---- Entries
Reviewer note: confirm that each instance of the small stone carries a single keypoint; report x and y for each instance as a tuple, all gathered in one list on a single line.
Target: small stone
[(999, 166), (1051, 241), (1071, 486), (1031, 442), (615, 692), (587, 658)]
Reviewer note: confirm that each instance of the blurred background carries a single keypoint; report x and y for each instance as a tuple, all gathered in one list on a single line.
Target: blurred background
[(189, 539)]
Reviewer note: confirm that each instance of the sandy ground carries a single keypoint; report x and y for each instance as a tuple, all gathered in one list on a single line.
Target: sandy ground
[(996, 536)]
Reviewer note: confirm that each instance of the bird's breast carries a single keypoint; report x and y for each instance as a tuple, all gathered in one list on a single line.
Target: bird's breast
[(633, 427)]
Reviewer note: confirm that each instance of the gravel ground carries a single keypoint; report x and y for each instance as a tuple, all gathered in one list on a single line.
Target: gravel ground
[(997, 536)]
--------
What is being asked » Rewrite the records above as a JSON list of strings, with one string per line and blank lines omitted.

Problem solution »
[
  "Reviewer note: confirm that each instance of the small stone carries a single keypoint; report x and y for each instance as a tuple, all gathered in one list on a single line.",
  "Target: small stone",
  "[(999, 166), (1051, 241), (1071, 486), (1031, 442), (615, 692), (587, 658)]",
  "Reviewer note: confirm that each instance of the blurred background carries a single keypoint; report x and y for each instance as a tuple, all gathered in one list on a single line.",
  "Target: blurred background",
  "[(189, 539)]",
  "Reviewer note: confirm that each instance of the sandy ground carries a single keypoint; report x and y for each instance as a tuple, all gathered in one list on a single line.",
  "Target: sandy ground",
  "[(996, 536)]",
  "Reviewer note: confirm that each instance of the bird's breast carries a single keypoint; report x and y for each instance as a tuple, all gathered in one list on a single line.",
  "Target: bird's breast",
  "[(633, 427)]",
  "Reviewer note: confirm that each instance of the gravel ground carries a single keypoint; report x and y for each instance as a tuple, all gathered in one list on a single line.",
  "Target: gravel ground",
  "[(997, 536)]"
]